→ Action item: Excluding pictures, give the entries again exactly as they appear.

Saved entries
# # # # # # #

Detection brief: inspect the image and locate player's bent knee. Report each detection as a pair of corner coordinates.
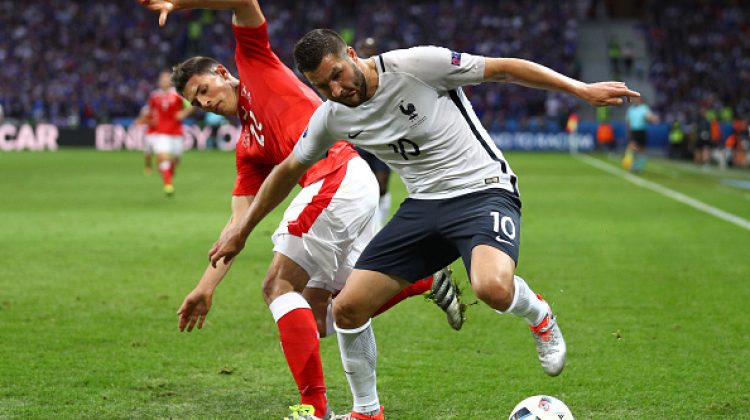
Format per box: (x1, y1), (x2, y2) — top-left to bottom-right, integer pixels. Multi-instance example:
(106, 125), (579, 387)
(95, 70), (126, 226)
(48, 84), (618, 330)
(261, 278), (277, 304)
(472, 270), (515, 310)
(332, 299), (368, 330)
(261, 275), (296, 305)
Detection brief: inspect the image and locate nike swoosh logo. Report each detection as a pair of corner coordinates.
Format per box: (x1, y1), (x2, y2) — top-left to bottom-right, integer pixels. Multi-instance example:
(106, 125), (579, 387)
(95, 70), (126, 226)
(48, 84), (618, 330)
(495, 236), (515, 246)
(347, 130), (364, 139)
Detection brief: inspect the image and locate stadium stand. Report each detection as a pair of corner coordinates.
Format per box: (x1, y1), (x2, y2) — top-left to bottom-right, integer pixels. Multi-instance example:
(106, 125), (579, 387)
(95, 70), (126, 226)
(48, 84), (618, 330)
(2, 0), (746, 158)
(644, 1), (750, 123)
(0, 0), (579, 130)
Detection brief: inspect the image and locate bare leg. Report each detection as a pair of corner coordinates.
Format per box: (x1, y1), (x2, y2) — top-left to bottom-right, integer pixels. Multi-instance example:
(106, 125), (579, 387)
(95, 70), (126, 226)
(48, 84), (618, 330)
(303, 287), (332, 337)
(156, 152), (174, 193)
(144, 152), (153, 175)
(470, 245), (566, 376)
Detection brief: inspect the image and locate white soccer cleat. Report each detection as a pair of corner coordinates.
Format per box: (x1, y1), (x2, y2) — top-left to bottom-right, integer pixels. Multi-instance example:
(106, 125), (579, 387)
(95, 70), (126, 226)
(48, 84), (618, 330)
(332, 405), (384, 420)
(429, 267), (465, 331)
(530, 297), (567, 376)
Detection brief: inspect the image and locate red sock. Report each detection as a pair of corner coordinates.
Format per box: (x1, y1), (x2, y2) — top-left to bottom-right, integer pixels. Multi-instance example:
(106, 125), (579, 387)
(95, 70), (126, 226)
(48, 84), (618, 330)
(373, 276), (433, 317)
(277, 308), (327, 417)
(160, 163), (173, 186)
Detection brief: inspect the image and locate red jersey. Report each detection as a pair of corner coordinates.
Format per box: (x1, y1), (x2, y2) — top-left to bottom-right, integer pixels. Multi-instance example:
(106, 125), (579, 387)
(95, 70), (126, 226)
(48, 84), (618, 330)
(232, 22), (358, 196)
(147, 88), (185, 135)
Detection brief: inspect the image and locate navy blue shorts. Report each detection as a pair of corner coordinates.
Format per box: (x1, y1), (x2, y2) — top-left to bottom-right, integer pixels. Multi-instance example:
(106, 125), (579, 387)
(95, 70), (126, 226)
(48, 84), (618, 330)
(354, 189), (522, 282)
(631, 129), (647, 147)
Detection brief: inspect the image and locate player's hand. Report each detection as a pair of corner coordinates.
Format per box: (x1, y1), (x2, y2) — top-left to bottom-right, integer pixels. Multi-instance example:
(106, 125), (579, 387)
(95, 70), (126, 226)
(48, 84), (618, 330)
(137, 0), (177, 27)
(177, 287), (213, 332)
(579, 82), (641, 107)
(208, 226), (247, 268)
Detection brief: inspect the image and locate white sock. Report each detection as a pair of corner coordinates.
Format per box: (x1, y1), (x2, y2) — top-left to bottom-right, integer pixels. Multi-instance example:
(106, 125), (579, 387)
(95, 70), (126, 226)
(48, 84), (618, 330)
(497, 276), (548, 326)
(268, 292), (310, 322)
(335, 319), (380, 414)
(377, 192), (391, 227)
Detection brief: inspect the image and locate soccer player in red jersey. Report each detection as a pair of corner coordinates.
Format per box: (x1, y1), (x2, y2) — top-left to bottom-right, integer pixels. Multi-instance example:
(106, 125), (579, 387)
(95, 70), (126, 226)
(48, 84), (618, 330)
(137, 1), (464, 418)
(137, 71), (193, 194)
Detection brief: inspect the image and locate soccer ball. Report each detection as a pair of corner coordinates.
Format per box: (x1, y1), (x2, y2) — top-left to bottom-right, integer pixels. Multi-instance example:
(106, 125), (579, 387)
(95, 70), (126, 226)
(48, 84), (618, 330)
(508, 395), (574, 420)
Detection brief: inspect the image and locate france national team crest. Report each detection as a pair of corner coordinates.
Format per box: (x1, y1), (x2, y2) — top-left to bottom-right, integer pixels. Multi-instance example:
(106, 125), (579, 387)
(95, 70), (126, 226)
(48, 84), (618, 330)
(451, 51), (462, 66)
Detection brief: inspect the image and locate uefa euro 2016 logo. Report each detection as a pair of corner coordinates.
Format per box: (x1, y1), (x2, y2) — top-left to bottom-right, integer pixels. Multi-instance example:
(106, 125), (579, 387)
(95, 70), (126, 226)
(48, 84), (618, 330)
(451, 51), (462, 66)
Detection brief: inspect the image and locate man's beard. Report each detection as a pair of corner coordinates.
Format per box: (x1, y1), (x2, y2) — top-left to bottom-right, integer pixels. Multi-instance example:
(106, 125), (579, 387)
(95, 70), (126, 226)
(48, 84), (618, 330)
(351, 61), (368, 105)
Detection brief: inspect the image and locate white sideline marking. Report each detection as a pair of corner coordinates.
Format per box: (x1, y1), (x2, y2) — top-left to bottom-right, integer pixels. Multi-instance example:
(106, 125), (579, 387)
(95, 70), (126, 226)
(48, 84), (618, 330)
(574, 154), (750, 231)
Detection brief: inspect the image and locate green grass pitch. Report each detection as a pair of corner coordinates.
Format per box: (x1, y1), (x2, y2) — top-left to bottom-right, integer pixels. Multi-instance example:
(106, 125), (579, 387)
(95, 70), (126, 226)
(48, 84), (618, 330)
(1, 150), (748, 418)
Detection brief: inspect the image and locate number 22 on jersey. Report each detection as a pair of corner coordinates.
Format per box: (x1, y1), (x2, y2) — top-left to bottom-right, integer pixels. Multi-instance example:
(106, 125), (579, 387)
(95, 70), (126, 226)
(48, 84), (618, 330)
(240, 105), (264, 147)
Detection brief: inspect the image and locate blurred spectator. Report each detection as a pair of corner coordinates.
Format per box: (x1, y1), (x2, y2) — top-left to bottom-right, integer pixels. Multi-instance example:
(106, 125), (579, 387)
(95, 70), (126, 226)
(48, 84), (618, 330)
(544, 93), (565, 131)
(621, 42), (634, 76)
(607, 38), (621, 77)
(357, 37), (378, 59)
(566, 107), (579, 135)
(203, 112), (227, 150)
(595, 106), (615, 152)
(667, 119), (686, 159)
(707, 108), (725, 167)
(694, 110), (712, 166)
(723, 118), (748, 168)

# # # # # # #

→ Expected answer:
Detection brief: inspect the image and locate player's bent knee. Report each detection as a pair of corner coordinates.
Format per box: (x1, y1), (x2, y2) — top-left to bottom-right, integer pixels. Multi-instance example:
(106, 125), (579, 387)
(95, 70), (126, 226)
(48, 84), (618, 330)
(261, 278), (277, 304)
(472, 270), (515, 310)
(332, 299), (368, 330)
(261, 275), (296, 305)
Detection brief: inspect the image and locate nike swoosh logo. Report each detection as a pair of corner coordinates.
Format per box: (x1, y1), (x2, y2) — top-left to bottom-right, integer pixels. Multi-instance example:
(106, 125), (579, 387)
(95, 70), (126, 226)
(48, 84), (618, 330)
(495, 236), (515, 246)
(347, 130), (364, 139)
Detection brief: inspect the image and locate stadium stand. Report each detection as a pair of corner coordinates.
Format per box: (x1, y1), (x2, y2) — top-left to bottom-right, integer pixels. Multi-instance example:
(106, 125), (579, 387)
(95, 70), (126, 226)
(48, 84), (618, 330)
(2, 0), (746, 158)
(644, 1), (750, 123)
(0, 0), (579, 130)
Detection brief: inspect the image and locate bare leg. Report each detection as a pair of corner coordinates.
Format per box: (x1, y1), (x2, y2) — top-left to bottom-right, integer pixels. Multi-instance example:
(106, 125), (579, 387)
(95, 70), (126, 226)
(48, 84), (618, 330)
(303, 287), (332, 337)
(156, 152), (174, 193)
(144, 152), (153, 175)
(470, 245), (566, 376)
Detection brief: inspect the image and locate white soccer cleat. Report each detection as a pair of corner coordinates.
Format per box: (x1, y1), (x2, y2) — top-left to bottom-right, integer pixels. Multi-instance example:
(106, 125), (579, 387)
(95, 70), (126, 226)
(48, 84), (618, 330)
(332, 405), (384, 420)
(429, 267), (465, 331)
(530, 297), (567, 376)
Detection brief: inspect the image and locate red sock. Report each detection as a pair of corner coordinates.
Format per box: (x1, y1), (x2, y2) — top-left to bottom-right, integer pixels. Multi-instance example:
(106, 125), (579, 387)
(95, 70), (126, 226)
(48, 84), (618, 330)
(373, 276), (433, 317)
(277, 308), (327, 417)
(160, 163), (173, 186)
Detection brief: inspect the image and locate red jersey. Report each detection as a pair of corner coordinates.
Format per box: (x1, y1), (x2, y2) — top-left to bottom-right, integer pixels. Multi-instance example:
(106, 125), (579, 387)
(95, 70), (126, 226)
(48, 84), (618, 330)
(232, 22), (358, 196)
(147, 88), (185, 135)
Detection brief: inspect the image and locate navy blue shorts. Report each detection as a pair of corner coordinates.
Format per box: (x1, y1), (x2, y2) — top-left to bottom-right, integer pixels. Multi-instance example:
(106, 125), (579, 387)
(95, 70), (126, 226)
(48, 84), (618, 330)
(354, 189), (522, 282)
(631, 129), (647, 147)
Detection brief: inspect the image and locate player's hand. Report each detection as a pair of corner coordinates.
Format per box: (x1, y1), (x2, y2) — top-left to bottom-right, integer pixels. Multi-instance example:
(106, 125), (579, 387)
(95, 70), (126, 226)
(48, 84), (618, 330)
(137, 0), (177, 27)
(177, 287), (213, 332)
(579, 82), (641, 107)
(208, 226), (247, 268)
Detection brief: inspect the image and locate white sock. Report each detection as a pair of corner coordinates.
Format per box: (x1, y1), (x2, y2) — top-left to bottom-right, integer pixels. Multi-instance example:
(106, 125), (579, 387)
(95, 70), (126, 226)
(48, 84), (618, 330)
(497, 276), (548, 326)
(268, 292), (310, 322)
(335, 319), (380, 414)
(377, 192), (391, 227)
Detection brief: inspect the image and locate soccer player in red jersey. Report each detection as a pair of corner coordinates.
Format per box: (x1, y1), (x2, y2) — top-left to bottom-right, integer pixels. Multi-instance example:
(106, 125), (579, 387)
(95, 70), (126, 226)
(48, 84), (618, 330)
(137, 1), (464, 418)
(137, 71), (193, 194)
Detection brief: inspect the image and locate soccer ball. Report each detection as a pair of corner coordinates.
Format per box: (x1, y1), (x2, y2) — top-left to bottom-right, integer pixels. Multi-instance example:
(106, 125), (579, 387)
(95, 70), (126, 226)
(48, 84), (618, 330)
(508, 395), (574, 420)
Detection brief: inspect the image and locate france national team crest. Report each detection as a pair of corner coordinates.
Format per box: (x1, y1), (x2, y2) — top-left to bottom-right, integer pixels. Multi-instance example:
(106, 125), (579, 387)
(95, 70), (126, 226)
(48, 84), (618, 330)
(451, 51), (462, 66)
Detection brief: inspect the image and locate uefa euro 2016 logo. Report each detection as a pair of corner coordinates.
Format per box: (x1, y1), (x2, y2) — top-left to bottom-right, integer pixels. Multi-instance example:
(106, 125), (579, 387)
(95, 70), (126, 226)
(48, 84), (618, 330)
(451, 51), (462, 66)
Detection brief: inspect the image and locate man's beard. Report each detection as a pair of corner coordinates.
Format per box: (x1, y1), (x2, y2) — top-left to bottom-right, integer pixels. Multi-instance example:
(106, 125), (579, 387)
(95, 70), (126, 226)
(48, 84), (618, 330)
(351, 61), (368, 105)
Detection brief: inspect the image and locate white sideline marking. Report each detection as a pair of corner coordinates.
Format per box: (x1, y1), (x2, y2) — top-left to bottom-right, integer pixels. Multi-instance example:
(106, 125), (579, 387)
(95, 70), (126, 226)
(48, 84), (618, 330)
(574, 154), (750, 231)
Detection brief: inspect the image and locate green grass pitch. Report each detection as a pair of corner coordinates.
Format per box: (x1, y1), (x2, y2) — top-left to bottom-right, integer pixels. Multi-instance example:
(106, 125), (579, 387)
(95, 70), (126, 226)
(48, 84), (618, 330)
(1, 150), (748, 418)
Detection brief: inspect the image and locate number 22 on jersey. Report each detection as a pair of corner coordinates.
Format per box: (x1, y1), (x2, y2) — top-left to bottom-right, integer pixels. Multi-instance example:
(106, 125), (579, 387)
(95, 70), (126, 226)
(48, 84), (618, 330)
(240, 105), (264, 147)
Detection brief: inspect the image and locate blurred spectator. Report each detection as a pair of corner coordinates.
Format per box: (x1, y1), (x2, y2) — top-left to bottom-right, integer pixels. Multi-instance example:
(106, 125), (579, 387)
(95, 70), (126, 226)
(48, 84), (618, 330)
(544, 93), (565, 131)
(621, 42), (634, 76)
(607, 38), (621, 77)
(357, 37), (378, 59)
(566, 107), (579, 135)
(203, 112), (227, 150)
(595, 106), (615, 152)
(667, 119), (686, 159)
(707, 108), (725, 167)
(694, 110), (712, 166)
(723, 118), (748, 168)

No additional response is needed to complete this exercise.